(Stored items)
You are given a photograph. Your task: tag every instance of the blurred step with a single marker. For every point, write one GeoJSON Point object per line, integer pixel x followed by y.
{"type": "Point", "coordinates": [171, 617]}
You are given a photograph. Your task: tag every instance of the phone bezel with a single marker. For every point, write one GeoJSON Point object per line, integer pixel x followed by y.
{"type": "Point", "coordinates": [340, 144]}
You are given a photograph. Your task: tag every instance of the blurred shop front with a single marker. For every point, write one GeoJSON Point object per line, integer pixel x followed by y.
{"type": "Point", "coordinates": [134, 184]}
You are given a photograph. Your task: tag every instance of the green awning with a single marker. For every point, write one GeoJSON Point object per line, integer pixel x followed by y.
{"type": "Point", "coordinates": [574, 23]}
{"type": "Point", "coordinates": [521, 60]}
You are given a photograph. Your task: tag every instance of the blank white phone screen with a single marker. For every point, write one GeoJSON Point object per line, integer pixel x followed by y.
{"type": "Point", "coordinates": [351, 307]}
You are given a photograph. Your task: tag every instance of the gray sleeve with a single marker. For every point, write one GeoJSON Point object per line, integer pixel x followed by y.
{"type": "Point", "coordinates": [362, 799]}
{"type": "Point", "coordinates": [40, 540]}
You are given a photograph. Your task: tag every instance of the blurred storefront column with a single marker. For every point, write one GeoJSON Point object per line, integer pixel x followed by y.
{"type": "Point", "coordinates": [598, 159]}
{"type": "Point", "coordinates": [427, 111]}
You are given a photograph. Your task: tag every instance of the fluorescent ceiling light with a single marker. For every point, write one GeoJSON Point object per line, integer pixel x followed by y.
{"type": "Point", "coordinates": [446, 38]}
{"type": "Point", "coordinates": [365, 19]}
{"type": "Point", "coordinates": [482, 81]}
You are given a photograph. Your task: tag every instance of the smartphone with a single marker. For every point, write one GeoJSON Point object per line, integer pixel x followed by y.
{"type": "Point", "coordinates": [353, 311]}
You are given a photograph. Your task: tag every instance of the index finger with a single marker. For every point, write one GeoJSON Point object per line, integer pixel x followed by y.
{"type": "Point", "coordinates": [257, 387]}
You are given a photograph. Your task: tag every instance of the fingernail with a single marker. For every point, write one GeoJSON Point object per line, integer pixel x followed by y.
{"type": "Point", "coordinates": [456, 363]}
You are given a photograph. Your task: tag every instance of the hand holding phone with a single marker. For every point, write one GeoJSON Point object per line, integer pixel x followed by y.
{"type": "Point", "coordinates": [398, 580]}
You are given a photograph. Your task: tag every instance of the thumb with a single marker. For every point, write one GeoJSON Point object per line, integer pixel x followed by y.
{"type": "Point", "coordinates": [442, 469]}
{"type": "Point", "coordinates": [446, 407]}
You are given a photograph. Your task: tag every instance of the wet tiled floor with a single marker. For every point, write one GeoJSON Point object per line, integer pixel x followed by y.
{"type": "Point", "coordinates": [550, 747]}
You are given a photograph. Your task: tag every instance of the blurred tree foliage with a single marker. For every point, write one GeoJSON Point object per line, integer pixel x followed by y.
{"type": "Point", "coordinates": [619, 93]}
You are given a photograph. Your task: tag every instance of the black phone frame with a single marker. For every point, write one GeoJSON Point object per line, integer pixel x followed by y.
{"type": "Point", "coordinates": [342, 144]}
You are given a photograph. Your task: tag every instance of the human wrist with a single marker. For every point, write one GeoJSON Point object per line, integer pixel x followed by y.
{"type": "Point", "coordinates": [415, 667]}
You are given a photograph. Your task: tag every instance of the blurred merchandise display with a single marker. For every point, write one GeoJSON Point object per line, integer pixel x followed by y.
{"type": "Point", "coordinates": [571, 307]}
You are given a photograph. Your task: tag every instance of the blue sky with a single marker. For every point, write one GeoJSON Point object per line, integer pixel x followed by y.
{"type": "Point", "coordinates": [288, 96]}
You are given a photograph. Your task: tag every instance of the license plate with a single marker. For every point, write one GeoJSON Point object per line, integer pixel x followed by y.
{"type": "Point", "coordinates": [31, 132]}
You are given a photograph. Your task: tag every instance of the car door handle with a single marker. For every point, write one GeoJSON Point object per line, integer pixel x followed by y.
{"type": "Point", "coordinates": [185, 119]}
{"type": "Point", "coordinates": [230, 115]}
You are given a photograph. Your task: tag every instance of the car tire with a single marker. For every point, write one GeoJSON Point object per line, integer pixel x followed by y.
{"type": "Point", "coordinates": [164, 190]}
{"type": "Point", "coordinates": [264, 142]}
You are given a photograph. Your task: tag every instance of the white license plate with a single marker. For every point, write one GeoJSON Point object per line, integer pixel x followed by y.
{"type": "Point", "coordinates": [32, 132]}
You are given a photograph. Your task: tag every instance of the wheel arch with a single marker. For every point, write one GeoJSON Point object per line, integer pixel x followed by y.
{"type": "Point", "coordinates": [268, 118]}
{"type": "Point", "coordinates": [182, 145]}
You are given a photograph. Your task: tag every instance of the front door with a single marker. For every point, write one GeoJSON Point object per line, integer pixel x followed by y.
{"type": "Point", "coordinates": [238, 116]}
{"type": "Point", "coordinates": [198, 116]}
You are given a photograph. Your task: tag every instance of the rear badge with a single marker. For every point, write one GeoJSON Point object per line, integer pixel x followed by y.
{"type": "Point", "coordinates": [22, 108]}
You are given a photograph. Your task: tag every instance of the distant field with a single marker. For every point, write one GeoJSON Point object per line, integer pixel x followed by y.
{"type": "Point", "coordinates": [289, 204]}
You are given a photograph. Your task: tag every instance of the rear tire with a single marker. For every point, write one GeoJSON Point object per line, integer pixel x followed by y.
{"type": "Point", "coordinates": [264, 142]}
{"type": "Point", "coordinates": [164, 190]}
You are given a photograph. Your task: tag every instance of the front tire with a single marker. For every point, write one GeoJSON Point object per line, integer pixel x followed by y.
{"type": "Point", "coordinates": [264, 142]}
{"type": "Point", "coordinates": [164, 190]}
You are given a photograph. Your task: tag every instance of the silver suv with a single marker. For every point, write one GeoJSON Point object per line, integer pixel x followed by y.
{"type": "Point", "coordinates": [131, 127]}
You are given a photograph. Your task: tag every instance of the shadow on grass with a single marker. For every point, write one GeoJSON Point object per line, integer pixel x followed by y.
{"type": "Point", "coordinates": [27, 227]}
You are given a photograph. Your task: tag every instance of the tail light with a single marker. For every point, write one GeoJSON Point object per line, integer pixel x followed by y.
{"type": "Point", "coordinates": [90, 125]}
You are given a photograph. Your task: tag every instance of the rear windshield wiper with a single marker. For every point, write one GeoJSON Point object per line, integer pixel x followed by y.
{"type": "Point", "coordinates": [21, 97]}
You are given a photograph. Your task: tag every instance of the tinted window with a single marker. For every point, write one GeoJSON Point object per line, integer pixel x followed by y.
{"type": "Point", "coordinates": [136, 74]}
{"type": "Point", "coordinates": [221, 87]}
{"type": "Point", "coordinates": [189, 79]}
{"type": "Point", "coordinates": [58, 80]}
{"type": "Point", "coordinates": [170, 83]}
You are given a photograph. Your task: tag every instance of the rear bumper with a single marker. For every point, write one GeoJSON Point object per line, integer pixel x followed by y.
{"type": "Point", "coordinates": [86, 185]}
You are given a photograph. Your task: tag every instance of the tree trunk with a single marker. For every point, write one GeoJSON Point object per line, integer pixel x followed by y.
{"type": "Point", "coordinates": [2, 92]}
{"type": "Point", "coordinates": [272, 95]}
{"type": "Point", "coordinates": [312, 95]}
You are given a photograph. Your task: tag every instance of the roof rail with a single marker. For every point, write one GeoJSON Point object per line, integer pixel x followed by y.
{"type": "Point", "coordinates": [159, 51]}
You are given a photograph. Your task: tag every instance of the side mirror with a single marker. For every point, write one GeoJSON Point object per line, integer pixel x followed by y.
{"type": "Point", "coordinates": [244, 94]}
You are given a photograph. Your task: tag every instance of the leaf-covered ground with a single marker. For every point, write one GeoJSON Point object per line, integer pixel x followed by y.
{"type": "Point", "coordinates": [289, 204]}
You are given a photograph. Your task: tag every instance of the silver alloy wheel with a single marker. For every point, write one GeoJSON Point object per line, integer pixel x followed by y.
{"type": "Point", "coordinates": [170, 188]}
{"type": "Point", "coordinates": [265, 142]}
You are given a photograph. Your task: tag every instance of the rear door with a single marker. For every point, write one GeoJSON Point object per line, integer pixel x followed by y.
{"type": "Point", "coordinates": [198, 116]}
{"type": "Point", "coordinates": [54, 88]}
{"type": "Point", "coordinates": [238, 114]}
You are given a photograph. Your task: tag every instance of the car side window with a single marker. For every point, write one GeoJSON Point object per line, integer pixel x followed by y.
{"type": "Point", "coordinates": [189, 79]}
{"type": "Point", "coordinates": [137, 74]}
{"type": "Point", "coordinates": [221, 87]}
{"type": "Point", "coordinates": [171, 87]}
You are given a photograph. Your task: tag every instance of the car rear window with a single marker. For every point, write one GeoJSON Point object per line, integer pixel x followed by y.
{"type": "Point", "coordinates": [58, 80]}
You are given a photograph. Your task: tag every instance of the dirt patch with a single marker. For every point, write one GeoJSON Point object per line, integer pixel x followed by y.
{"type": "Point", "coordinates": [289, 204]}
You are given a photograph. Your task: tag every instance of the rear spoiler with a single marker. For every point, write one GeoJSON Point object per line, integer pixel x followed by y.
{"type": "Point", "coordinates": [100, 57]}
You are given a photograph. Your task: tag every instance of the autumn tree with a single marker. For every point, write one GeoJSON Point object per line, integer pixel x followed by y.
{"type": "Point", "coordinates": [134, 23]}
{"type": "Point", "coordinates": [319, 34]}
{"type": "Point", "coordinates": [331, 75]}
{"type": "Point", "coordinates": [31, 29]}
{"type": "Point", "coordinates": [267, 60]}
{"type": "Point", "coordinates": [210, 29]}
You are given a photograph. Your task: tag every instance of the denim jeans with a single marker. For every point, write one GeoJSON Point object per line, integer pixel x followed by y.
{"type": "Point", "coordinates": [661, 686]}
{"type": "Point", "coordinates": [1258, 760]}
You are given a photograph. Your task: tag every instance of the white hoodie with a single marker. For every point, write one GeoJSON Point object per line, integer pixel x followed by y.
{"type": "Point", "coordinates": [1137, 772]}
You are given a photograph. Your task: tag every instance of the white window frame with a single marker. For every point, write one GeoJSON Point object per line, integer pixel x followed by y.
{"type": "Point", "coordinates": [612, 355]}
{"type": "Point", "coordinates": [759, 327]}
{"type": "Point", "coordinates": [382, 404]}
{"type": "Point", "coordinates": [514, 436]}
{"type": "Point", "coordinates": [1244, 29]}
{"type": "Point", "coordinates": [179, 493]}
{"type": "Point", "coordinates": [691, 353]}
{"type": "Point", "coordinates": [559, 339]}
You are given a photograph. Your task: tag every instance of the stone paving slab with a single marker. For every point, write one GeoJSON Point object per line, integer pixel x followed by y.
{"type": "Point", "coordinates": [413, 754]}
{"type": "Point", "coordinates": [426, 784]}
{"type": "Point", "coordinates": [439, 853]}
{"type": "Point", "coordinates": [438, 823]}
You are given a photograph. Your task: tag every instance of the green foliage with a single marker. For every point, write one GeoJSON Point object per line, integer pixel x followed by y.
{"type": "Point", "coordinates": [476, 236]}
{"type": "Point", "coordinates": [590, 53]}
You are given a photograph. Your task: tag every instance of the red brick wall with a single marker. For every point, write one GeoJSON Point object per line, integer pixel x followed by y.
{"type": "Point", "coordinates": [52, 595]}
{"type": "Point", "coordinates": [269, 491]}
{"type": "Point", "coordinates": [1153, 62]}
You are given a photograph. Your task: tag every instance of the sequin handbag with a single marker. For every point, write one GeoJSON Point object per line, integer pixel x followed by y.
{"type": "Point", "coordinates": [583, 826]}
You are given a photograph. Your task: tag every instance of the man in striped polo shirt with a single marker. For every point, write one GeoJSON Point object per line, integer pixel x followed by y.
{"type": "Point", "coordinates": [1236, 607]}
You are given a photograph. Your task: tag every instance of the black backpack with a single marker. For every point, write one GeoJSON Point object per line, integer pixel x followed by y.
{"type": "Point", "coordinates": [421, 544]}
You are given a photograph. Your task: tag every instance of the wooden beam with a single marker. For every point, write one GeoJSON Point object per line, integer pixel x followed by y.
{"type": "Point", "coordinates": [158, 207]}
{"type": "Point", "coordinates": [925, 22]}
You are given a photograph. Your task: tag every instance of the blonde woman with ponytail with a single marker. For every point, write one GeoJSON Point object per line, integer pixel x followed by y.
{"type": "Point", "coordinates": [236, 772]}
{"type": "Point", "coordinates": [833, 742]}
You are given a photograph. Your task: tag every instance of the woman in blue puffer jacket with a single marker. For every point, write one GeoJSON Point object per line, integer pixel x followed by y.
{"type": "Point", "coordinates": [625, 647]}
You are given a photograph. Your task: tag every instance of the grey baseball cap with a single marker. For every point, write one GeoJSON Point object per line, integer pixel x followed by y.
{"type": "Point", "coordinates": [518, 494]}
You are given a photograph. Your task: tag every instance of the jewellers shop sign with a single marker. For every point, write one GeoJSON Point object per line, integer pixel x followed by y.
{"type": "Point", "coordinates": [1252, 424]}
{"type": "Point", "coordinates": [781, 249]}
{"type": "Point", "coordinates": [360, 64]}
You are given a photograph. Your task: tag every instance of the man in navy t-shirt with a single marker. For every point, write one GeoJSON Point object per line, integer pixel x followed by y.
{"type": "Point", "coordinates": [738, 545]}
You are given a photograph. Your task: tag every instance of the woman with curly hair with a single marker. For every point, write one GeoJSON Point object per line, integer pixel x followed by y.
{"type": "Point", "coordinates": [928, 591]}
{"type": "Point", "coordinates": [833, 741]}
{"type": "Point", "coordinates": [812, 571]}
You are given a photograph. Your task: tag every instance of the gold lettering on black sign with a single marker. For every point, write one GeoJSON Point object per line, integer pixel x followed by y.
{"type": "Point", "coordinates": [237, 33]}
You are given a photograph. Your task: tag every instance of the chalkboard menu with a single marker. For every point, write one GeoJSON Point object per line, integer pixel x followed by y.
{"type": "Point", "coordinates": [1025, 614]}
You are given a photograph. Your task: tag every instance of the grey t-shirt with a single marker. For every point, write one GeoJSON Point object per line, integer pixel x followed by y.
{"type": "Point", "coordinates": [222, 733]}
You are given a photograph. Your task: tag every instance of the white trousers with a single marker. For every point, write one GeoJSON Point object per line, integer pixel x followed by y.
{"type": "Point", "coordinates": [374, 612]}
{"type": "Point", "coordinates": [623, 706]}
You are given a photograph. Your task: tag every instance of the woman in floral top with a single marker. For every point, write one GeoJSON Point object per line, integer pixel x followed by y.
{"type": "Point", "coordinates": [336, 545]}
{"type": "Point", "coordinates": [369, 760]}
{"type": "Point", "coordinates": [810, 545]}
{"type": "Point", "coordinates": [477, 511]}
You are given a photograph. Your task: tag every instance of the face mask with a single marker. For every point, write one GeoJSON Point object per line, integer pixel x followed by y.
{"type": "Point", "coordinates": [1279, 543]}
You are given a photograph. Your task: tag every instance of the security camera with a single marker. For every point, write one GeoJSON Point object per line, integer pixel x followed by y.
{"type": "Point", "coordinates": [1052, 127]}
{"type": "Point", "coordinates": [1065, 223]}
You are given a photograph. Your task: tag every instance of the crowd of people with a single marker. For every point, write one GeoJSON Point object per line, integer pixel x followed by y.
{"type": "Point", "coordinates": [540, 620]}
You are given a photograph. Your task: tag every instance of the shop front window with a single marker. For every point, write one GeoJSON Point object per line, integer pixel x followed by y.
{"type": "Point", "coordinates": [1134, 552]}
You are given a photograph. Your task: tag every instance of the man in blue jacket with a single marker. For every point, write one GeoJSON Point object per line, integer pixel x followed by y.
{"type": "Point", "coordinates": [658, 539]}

* _Work order_: Exactly repeat the lines from the line that contains "in blue jacket" to the end of the entries, both included, and leave out all other lines.

* _Output of the exercise_:
You are given a photograph. Your task: tag every instance of the man in blue jacket with a single marker. For every point, write one GeoJSON Point object per line, integer pixel x followed by y.
{"type": "Point", "coordinates": [658, 539]}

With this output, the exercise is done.